┌──

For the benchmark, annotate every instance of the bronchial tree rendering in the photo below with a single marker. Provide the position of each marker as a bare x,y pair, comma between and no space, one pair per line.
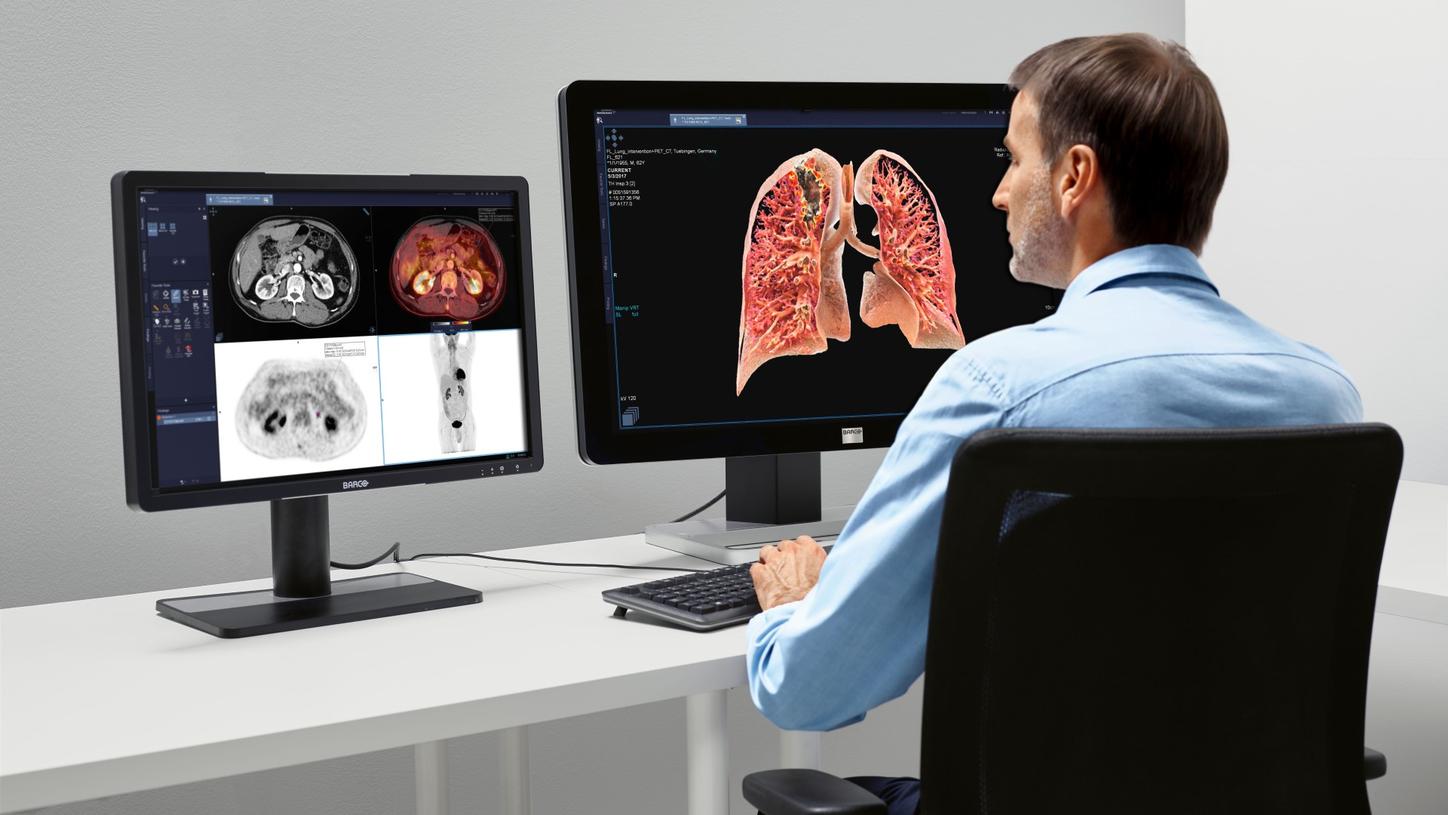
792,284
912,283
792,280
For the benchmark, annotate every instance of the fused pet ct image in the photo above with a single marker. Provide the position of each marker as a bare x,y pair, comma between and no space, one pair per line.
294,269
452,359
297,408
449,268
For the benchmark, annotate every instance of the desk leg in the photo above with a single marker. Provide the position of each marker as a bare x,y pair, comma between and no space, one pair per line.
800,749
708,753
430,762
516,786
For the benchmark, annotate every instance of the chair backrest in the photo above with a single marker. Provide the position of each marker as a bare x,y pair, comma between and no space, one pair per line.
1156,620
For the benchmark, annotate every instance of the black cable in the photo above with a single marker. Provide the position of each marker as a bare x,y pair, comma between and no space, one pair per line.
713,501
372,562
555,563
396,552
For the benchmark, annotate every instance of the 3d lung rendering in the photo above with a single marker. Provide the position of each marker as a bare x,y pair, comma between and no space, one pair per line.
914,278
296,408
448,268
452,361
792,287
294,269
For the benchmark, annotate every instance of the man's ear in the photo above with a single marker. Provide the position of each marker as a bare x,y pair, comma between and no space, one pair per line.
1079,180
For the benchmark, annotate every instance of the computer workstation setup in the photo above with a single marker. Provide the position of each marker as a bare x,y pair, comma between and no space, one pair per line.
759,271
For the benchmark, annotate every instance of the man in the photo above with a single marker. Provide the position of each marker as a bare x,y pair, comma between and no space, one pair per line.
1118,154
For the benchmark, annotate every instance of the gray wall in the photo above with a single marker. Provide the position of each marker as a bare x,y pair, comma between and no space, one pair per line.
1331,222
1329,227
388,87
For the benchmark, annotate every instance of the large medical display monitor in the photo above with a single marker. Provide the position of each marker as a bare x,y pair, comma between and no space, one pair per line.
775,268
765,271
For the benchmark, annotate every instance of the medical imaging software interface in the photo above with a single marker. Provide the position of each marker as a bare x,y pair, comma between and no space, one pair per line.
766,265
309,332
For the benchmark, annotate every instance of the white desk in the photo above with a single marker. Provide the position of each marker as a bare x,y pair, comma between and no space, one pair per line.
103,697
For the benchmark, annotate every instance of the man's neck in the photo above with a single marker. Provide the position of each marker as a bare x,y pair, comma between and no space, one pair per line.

└──

:: Instructions for the task ::
Copy out word for word the lines of the material above, starting at the line that contains "For the benchmark, annotate every instance of the white" and ending at the last line of the material.

:: Correct answer ::
For the benchmark, annotate every instance of the white desk in the photo above with a single marker. Provide the position of each marker as a bare x,y pair, comma between and no space, one pair per line.
103,697
For the benchmark, annotate every instance of the man's neck in the photo above with a single marker. Provide the position of each marker as a bare x,y pair, comma between and no space, one pair per line.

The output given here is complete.